Text block >>
------------------------------
Radio-tracking
Cats & Other Carnivores
by Dr. Carlos López González
Aileen from the Murray Language Academy asks: 'Is
it hard finding the wild cats even with the traps and
advances in technology?' The answer is definitely 'yes.'
These cats are very shy and elusive animals.
The box traps, camera photos, and tracks left in scent
stations help us to make estimates about numbers of
animals, their diversity, and their physical condition.
However, we really do not know much about what they
do or where they go the rest of the day or night. There
is a whole lot more to be learned.
Collaring animals with radio transmitters and then
tracking them 24 hours a day has been a tremendous help
to us in finding out more about their daily activity
patterns. So far, we have been able to radio-collar
and track ocelots, jaguarundis, coyotes, gray foxes,
coatimundis, pygmy spotted skunks, and hog-nosed skunks
using transmitters.
In the photo, you see a collared coyote. The collar
contains a small radio transmitter that beeps signals
that can be picked up by a radio receiver and antenna.
------------------------------
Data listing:
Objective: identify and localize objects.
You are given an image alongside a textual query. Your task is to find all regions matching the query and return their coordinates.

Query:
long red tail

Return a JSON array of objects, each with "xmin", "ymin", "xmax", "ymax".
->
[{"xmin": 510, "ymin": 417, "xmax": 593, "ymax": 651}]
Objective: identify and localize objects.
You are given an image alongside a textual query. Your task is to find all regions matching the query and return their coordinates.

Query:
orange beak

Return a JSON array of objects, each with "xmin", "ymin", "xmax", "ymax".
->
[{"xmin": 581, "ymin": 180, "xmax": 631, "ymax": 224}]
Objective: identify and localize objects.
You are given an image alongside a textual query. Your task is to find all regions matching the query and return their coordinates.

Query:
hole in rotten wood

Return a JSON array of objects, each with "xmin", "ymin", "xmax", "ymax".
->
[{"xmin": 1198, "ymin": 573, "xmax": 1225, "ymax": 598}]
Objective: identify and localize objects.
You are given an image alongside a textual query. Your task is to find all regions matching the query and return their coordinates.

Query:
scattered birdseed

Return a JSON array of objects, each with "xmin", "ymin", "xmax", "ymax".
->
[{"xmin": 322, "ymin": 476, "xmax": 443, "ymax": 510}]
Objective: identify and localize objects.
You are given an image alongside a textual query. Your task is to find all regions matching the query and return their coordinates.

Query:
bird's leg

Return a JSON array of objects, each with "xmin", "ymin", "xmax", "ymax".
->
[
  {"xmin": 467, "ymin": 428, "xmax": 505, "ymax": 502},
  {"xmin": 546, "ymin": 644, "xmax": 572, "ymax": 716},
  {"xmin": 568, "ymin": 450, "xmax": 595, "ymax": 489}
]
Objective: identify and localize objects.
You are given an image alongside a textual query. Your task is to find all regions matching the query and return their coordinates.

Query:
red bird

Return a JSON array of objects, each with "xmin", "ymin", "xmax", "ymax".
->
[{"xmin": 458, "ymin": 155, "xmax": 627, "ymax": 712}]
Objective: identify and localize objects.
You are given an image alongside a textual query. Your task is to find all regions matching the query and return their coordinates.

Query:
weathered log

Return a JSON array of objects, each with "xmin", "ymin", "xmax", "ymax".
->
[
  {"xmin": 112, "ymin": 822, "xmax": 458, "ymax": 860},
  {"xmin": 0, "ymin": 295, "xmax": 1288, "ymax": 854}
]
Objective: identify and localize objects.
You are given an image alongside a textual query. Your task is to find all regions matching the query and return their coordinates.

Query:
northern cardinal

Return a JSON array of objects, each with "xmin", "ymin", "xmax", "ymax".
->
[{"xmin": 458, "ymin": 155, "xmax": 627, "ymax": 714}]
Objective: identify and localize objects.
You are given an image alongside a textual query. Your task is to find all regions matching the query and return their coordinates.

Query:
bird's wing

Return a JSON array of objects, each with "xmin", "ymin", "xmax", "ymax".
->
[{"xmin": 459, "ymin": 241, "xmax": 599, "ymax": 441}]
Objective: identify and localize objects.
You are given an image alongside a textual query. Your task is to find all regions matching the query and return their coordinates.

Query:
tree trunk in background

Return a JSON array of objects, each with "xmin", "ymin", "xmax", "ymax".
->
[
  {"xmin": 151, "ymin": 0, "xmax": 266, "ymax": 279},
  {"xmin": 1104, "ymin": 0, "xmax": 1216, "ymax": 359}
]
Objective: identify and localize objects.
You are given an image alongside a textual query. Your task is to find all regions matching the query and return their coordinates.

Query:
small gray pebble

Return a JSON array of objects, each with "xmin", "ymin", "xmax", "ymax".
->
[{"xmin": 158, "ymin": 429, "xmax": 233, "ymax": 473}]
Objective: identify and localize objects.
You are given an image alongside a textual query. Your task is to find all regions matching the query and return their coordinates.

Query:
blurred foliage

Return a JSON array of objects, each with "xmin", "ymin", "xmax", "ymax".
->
------------------------------
Jobs >>
**a.** Update the radio-tracking text by writing out the stretch from "The box traps, camera" through "using transmitters." with "box traps" changed to "live traps".
**b.** Using the radio-tracking text, decide whether each statement agrees with it. (i) Box traps, camera photos, and scent-station tracks help researchers estimate animal numbers. (ii) Jaguars are among the animals the researchers have radio-collared. (iii) The collar on the coyote in the photo holds a GPS unit.
**c.** Proceed with the radio-tracking text, starting right after its final sentence.

Task-by-task results >>
**a.**
The live traps, camera photos, and tracks left in scent
stations help us to make estimates about numbers of
animals, their diversity, and their physical condition.
However, we really do not know much about what they
do or where they go the rest of the day or night. There
is a whole lot more to be learned.
Collaring animals with radio transmitters and then
tracking them 24 hours a day has been a tremendous help
to us in finding out more about their daily activity
patterns. So far, we have been able to radio-collar
and track ocelots, jaguarundis, coyotes, gray foxes,
coatimundis, pygmy spotted skunks, and hog-nosed skunks
using transmitters.

**b.**
(i) Yes: "help us to make estimates about numbers of animals"
(ii) No: "ocelots, jaguarundis, coyotes, gray foxes, coatimundis, pygmy spotted skunks, and hog-nosed skunks"
(iii) No: "The collar contains a small radio transmitter"

**c.**
Depending on how loud the beeps are, we can figure out
the animal's direction and take a compass bearing. With
a compass reading from another hilltop taken at the
same time, we can determine through a process called
'triangulation' the exact location of the animal.
Through recording compass locations and triangulation
data over a 24-hour period, we have found out a lot
about the home ranges of different animals and the distance
they travel each day. For example, you can compare the
daily distances we've calculated for each of the animals
below:
coyote: 12 to 20 km
ocelot: 6.45 km
coatimundi: 3.5 km
pygmy spotted skunk: 1.48 km
Through radio tracking we have also discovered three
resting areas for ocelots two located along drainages,
and one under a human-built culvert.
We have also been able to find out more about the
areas of the forest that different animals use more
frequently and the extent that their territories overlap.
For example, ocelots appear to be using more of the
dense cover of the forest. Coyotes are using less of
the forest than expected, and more of the grasslands.
All of this information will help us better manage
the forest resources for conservation of wild cats and
other animals.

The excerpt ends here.